#### Task to carry out:
Please state how many lines in the items below contain the word "white". Case counts, and the reply should be the number alone.

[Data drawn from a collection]
++++++++++

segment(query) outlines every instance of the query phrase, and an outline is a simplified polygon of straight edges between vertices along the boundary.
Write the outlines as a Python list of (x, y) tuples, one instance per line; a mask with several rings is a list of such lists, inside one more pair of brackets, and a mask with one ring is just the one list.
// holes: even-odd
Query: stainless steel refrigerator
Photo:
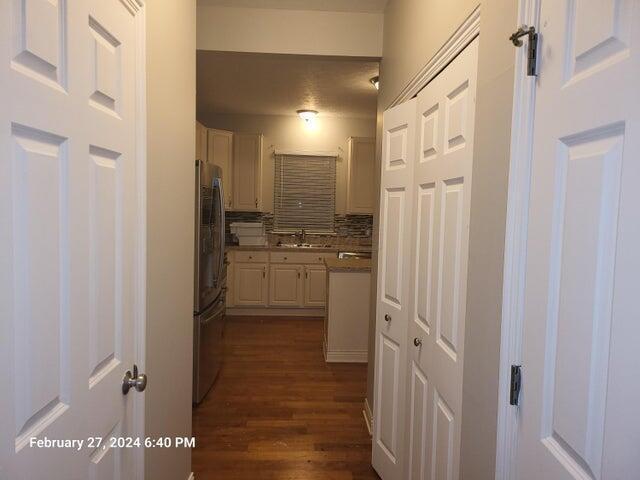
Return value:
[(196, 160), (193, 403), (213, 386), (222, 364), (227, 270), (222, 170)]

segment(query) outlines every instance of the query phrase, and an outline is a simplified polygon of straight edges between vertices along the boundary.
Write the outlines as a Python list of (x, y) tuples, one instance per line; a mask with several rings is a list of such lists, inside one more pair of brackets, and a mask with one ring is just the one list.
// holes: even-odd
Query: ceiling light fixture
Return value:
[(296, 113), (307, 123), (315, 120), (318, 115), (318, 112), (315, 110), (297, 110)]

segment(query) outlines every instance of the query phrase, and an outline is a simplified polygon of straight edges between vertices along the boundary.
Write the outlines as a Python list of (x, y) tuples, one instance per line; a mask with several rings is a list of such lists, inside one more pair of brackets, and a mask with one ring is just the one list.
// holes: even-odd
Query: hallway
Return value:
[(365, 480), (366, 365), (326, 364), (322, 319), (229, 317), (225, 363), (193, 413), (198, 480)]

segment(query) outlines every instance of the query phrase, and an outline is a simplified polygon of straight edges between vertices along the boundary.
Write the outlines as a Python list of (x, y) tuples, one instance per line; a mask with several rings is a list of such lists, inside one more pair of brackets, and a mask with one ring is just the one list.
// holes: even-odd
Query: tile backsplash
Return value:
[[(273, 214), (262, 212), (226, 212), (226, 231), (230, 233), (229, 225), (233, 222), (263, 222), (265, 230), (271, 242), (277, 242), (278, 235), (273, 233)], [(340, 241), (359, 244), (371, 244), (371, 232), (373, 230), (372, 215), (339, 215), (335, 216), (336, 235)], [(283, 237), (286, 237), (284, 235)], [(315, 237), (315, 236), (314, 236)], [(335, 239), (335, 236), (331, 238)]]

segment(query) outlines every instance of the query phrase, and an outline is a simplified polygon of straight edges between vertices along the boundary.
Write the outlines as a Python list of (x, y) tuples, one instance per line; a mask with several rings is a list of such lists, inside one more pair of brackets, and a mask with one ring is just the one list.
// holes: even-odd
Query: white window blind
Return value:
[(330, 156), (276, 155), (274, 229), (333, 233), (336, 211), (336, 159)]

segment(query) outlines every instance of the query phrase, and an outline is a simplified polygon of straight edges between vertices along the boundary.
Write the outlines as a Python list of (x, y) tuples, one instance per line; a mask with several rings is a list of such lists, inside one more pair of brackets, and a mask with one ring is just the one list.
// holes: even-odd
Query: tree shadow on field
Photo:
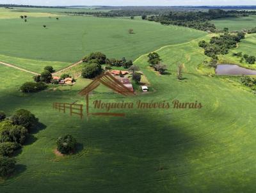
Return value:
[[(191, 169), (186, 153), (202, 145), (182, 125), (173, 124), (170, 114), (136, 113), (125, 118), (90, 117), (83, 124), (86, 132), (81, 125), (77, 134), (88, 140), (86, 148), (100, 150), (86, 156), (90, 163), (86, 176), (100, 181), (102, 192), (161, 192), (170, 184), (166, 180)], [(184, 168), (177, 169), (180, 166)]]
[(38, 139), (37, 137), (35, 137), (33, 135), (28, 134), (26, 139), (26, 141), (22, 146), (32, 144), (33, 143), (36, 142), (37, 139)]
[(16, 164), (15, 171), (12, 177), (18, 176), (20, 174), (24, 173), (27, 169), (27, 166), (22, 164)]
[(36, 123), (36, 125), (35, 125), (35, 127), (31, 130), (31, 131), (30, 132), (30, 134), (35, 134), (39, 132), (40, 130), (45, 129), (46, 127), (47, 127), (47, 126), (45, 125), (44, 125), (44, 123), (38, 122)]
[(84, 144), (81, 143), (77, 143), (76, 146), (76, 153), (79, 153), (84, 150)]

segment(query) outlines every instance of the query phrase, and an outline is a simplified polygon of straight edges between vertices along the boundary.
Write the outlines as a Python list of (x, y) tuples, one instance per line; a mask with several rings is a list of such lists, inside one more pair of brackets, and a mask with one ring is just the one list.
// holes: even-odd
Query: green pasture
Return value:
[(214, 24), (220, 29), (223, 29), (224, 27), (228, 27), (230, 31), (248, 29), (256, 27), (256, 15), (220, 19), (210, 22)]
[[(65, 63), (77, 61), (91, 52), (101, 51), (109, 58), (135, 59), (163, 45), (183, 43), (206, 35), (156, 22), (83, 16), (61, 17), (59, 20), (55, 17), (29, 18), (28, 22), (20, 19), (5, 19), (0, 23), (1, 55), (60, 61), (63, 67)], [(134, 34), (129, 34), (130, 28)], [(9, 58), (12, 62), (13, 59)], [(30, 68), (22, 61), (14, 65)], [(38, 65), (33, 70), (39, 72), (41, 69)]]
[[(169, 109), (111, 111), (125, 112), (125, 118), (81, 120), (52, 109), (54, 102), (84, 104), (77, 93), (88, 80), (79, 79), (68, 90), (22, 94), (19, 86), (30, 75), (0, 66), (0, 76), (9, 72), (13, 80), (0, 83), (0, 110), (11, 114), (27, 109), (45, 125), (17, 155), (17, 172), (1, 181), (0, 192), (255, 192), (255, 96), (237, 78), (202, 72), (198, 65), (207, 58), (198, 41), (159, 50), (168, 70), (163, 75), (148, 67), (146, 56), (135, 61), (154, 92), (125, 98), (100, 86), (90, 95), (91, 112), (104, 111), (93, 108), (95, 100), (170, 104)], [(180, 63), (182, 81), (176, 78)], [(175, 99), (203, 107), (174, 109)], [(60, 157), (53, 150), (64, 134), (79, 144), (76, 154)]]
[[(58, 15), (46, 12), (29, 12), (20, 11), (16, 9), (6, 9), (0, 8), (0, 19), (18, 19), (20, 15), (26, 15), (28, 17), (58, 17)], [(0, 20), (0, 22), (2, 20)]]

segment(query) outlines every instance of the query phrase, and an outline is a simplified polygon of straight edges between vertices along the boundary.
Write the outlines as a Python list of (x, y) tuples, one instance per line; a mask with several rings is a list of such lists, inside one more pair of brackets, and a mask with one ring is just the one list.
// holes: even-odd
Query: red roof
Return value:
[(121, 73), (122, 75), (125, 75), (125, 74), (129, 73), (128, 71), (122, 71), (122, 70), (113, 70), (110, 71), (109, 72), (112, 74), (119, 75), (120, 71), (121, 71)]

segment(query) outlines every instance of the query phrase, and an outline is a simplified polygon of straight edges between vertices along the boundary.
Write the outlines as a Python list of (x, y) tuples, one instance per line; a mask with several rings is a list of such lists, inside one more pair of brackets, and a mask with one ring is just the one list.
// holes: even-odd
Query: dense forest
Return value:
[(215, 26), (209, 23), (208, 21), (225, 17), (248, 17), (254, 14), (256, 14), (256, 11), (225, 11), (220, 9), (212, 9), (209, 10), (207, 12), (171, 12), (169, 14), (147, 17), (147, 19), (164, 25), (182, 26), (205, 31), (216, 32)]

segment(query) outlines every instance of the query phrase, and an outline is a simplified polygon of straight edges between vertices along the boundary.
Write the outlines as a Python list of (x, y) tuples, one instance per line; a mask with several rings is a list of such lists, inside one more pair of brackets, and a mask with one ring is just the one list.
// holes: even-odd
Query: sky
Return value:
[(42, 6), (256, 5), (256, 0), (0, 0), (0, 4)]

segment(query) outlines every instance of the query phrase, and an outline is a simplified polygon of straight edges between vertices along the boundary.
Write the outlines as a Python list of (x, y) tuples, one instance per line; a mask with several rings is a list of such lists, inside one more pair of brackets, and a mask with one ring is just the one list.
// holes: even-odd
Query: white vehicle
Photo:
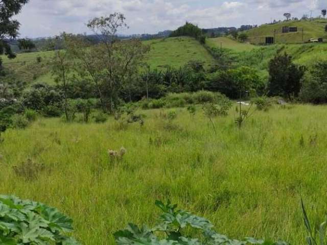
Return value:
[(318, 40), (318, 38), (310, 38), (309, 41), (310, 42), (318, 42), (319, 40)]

++++++++++

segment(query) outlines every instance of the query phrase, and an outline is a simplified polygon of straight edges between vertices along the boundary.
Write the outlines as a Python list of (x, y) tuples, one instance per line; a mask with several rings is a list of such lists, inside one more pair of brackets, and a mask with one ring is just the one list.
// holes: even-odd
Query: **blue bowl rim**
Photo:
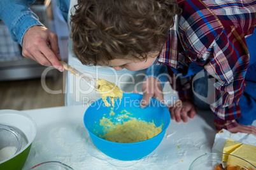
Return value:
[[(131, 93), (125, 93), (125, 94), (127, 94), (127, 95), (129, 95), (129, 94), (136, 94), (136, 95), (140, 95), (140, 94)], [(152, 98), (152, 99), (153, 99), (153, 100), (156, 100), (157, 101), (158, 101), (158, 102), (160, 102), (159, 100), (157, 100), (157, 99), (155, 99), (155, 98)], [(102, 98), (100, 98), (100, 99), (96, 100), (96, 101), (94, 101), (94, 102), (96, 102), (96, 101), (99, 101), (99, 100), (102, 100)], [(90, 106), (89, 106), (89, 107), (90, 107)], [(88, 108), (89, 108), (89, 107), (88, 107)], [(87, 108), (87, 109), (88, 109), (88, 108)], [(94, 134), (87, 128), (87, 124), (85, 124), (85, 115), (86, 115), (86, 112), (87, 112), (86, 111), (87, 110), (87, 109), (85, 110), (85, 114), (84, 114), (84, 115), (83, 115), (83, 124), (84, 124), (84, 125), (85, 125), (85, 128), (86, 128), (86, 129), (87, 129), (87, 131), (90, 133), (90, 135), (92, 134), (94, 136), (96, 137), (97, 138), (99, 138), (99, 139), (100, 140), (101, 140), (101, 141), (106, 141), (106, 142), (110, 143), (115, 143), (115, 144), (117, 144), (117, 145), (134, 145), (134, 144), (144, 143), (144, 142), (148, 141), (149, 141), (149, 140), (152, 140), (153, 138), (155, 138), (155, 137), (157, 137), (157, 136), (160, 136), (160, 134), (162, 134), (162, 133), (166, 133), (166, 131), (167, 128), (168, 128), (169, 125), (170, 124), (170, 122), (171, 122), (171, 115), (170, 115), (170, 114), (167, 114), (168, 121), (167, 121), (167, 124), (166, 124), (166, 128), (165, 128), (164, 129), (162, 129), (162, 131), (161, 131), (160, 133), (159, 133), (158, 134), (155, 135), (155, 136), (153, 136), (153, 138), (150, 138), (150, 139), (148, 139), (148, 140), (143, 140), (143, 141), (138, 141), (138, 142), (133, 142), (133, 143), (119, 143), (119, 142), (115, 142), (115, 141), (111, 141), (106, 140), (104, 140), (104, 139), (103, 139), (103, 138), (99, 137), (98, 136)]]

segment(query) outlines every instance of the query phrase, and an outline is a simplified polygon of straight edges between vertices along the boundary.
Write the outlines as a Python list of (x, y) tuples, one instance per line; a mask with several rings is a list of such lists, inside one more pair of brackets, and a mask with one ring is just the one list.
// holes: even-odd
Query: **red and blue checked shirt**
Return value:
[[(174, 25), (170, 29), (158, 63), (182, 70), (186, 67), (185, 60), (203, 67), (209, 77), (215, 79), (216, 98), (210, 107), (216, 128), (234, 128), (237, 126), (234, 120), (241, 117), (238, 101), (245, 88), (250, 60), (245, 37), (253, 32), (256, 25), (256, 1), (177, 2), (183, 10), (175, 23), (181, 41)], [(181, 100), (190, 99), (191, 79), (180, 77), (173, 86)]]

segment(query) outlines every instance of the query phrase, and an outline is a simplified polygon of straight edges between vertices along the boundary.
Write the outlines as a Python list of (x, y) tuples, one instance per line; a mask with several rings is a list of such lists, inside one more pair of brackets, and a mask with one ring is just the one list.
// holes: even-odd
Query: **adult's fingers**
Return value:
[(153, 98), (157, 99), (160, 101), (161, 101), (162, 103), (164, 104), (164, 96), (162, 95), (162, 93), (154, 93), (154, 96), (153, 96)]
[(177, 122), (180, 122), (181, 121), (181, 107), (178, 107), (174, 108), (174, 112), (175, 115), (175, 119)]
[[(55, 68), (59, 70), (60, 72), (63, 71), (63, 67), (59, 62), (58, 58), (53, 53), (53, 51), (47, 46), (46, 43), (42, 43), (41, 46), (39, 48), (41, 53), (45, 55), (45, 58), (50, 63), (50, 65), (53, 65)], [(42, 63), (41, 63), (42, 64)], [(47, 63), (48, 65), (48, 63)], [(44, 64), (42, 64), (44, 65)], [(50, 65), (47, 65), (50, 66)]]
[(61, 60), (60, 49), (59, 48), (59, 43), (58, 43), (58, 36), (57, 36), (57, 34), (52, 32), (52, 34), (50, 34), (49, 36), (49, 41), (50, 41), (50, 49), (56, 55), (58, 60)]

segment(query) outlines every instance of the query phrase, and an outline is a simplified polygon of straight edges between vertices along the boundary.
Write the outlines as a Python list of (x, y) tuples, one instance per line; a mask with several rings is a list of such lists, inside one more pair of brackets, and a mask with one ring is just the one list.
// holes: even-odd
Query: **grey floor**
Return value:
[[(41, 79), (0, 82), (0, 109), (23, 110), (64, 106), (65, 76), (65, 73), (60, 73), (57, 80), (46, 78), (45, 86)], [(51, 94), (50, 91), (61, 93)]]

++++++++++

#### Written reply:
2